• _Goal 1_: Please print the listing from its first line through the line that contains "141 214 L 140", including both of those lines and nothing beyond them.

* start Extract provided *

Australia's Chief Scientist wants every primary school to have at least one teacher with specialist STEM (Science, Technology, Engineering and Mathematics) skills.
Professor Ian Chubb's recommendation followed a call from his South Australian counterpart for specialist science-trained teachers in the state's schools.
Dr Leanna Read told The Advertiser that good quality science teachers are needed to put the 'wow' back into the subject for students.
However, with a recognised shortage of qualified STEM teachers in Australia, schools are also being encouraged to make links with experts from the community.
Naracoorte South Primary School, 100 kilometres north of Mount Gambier, has been involved in the Scientists in Schools (SiS) program for three years.
Run by CSIRO, the initiative is open to schools across the country. The national science agency also runs Mathematicians in Schools and ICT in Schools partnerships.
Viticulturalist Dan Newson is employed by wine company Yalumba, but once a fortnight you'll find him working with teachers and students at Naracoorte South.
'The idea is that we volunteer our time to help the schools do science and create a relevance [to what businesses and industry] are actually using science for,' he tells Teacher.
'Scientists and schools get in contact with CSIRO and they do the pairings. They provide them with resources and facilities to help that happen.'
Newson says the program has lots of flexibility and the partnerships can vary. '... From once a year, coming in for a couple of days ... to retired scientists who will come in every week. I’ve operated in several different ways.'
In the first year, Newson was partnered with a specific class and visited once a month to help deliver different components of the science curriculum. The focus of his second year was on improving facilities and building teacher capacity.
Professor Chubb states in his 2014 report, Science, Technology, Engineering and Mathematics: Australia’s Future, that 'Australia’s STEM teachers at all levels, from primary to tertiary, must be equipped to deliver course content with confidence and inspiration ...’
Naracoorte South's Acting Principal, Kirsty Lush, says building teacher skills is an important aspect of the partnership. She recalls, in the past, teachers seemed to lack confidence in science and it wasn't a favourite subject for many of them.

* end Extract provided *
* start Data in this exercise *

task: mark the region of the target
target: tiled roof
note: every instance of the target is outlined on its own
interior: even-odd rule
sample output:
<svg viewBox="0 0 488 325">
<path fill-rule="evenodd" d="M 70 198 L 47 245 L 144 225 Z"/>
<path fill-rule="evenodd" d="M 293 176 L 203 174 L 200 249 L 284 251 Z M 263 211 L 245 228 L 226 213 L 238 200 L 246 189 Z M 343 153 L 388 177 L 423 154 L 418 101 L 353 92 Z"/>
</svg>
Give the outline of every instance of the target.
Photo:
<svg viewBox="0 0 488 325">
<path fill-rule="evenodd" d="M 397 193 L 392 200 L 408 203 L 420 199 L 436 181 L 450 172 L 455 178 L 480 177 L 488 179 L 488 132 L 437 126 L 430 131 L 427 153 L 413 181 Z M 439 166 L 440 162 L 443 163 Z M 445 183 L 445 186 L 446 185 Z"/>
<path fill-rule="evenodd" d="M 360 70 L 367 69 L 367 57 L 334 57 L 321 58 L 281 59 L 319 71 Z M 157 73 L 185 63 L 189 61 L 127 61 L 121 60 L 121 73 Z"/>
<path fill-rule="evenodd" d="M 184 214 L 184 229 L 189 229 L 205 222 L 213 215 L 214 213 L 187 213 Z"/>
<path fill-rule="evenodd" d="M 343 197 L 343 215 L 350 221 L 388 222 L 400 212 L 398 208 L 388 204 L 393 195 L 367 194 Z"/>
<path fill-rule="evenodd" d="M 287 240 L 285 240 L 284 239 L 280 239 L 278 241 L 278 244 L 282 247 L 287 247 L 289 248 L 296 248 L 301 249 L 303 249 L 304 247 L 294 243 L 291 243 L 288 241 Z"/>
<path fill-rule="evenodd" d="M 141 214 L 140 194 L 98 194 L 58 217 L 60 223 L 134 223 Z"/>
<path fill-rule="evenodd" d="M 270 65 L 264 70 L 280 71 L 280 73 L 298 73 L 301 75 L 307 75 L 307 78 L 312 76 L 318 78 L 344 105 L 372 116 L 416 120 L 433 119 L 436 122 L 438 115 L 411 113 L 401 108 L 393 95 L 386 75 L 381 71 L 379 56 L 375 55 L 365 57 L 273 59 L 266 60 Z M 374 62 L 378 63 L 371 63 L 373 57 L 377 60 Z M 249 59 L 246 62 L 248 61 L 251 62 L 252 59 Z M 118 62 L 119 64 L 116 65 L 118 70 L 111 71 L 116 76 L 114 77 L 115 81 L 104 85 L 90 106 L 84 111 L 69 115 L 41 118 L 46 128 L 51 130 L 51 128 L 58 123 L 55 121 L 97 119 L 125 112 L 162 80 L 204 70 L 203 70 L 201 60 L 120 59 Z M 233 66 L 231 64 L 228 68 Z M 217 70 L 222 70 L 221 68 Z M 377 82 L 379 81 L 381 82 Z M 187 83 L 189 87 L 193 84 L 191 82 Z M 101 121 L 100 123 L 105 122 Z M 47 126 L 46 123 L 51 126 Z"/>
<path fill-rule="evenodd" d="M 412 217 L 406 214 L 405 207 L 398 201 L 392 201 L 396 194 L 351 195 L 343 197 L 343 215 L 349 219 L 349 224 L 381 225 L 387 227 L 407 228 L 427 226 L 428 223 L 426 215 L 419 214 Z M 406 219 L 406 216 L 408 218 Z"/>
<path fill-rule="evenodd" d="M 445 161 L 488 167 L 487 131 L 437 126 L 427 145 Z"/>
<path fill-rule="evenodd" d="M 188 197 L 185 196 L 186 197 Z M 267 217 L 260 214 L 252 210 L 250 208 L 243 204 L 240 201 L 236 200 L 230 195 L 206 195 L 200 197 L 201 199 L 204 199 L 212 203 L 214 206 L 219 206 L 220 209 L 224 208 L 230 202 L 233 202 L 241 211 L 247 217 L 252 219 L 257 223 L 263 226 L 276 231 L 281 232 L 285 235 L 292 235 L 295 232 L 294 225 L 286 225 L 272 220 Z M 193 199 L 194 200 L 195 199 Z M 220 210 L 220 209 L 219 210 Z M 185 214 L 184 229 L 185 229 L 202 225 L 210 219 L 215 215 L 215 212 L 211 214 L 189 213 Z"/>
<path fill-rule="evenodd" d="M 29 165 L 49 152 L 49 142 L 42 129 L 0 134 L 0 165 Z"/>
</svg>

* end Data in this exercise *

• _Goal 2_: Carry on the article about STEM teaching in primary schools from the point where it stops.

• _Exercise result 1_:
task: mark the region of the target
target: tiled roof
note: every instance of the target is outlined on its own
interior: even-odd rule
sample output:
<svg viewBox="0 0 488 325">
<path fill-rule="evenodd" d="M 70 198 L 47 245 L 144 225 Z"/>
<path fill-rule="evenodd" d="M 293 176 L 203 174 L 200 249 L 284 251 Z M 263 211 L 245 228 L 226 213 L 238 200 L 246 189 Z M 343 153 L 388 177 L 423 154 L 418 101 L 353 92 Z"/>
</svg>
Give the outline of every instance of the target.
Photo:
<svg viewBox="0 0 488 325">
<path fill-rule="evenodd" d="M 397 193 L 392 200 L 408 203 L 420 199 L 436 181 L 450 172 L 455 178 L 480 177 L 488 179 L 488 132 L 437 126 L 430 131 L 427 153 L 413 181 Z M 439 166 L 440 162 L 443 163 Z M 445 183 L 445 186 L 446 185 Z"/>
<path fill-rule="evenodd" d="M 360 70 L 367 69 L 367 57 L 334 57 L 321 58 L 281 59 L 319 71 Z M 157 73 L 185 63 L 189 61 L 127 61 L 121 60 L 121 73 Z"/>
<path fill-rule="evenodd" d="M 184 214 L 184 229 L 189 229 L 205 222 L 213 215 L 214 213 L 187 213 Z"/>
<path fill-rule="evenodd" d="M 343 197 L 343 215 L 350 221 L 388 222 L 400 212 L 398 208 L 388 204 L 393 195 L 367 194 Z"/>
<path fill-rule="evenodd" d="M 287 240 L 285 240 L 284 239 L 280 239 L 278 241 L 278 244 L 282 247 L 287 247 L 289 248 L 296 248 L 301 249 L 303 249 L 304 247 L 294 243 L 291 243 L 288 241 Z"/>
<path fill-rule="evenodd" d="M 141 214 L 140 194 L 98 194 L 58 217 L 60 223 L 134 223 Z"/>

• _Exercise result 2_:
'The resources that we had weren’t being used as well as they could and there just weren’t lots of conversations around science,' Lush says.
'What we saw for the children, was that they weren’t seeing the link between what was being taught in science lessons and the science in the real world. [They couldn’t see the science] that they could use in their careers, or how [science] linked to maths and technology.'
Teachers work closely with Newson to plan lessons and identify resources. 'If you feel you’re lacking confidence in something you know you have someone you can go to now with Dan here,’ Science Coordinator, Kara Lang, says.
Kirsty Lush (left) and Kara Lang from Naracoorte South Primary School. [Image: supplied]
Improving resources and science facilities has been another focus for the school - that has meant engaging not just students and teachers, but also parents.
Lang worked with Reception teachers and parents to create an Environment Centre, complete with chickens and a veggie garden. Once Newson came on board he helped create a Science and Sustainability Centre - a multipurpose space designed for hands-on learning. Now they're working on a Propagation Centre for native plants and seedlings.
'There’s been a real emphasis on trying to engage people and get them on board and having a vision in place for that,’ Newson says. '... The parents see the vision of what we’re trying to do for the students and get behind it.'
Office of the Chief Scientist (2014), Science, Technology, Engineering and Mathematics: Australia’s Future. Australian Government, Canberra.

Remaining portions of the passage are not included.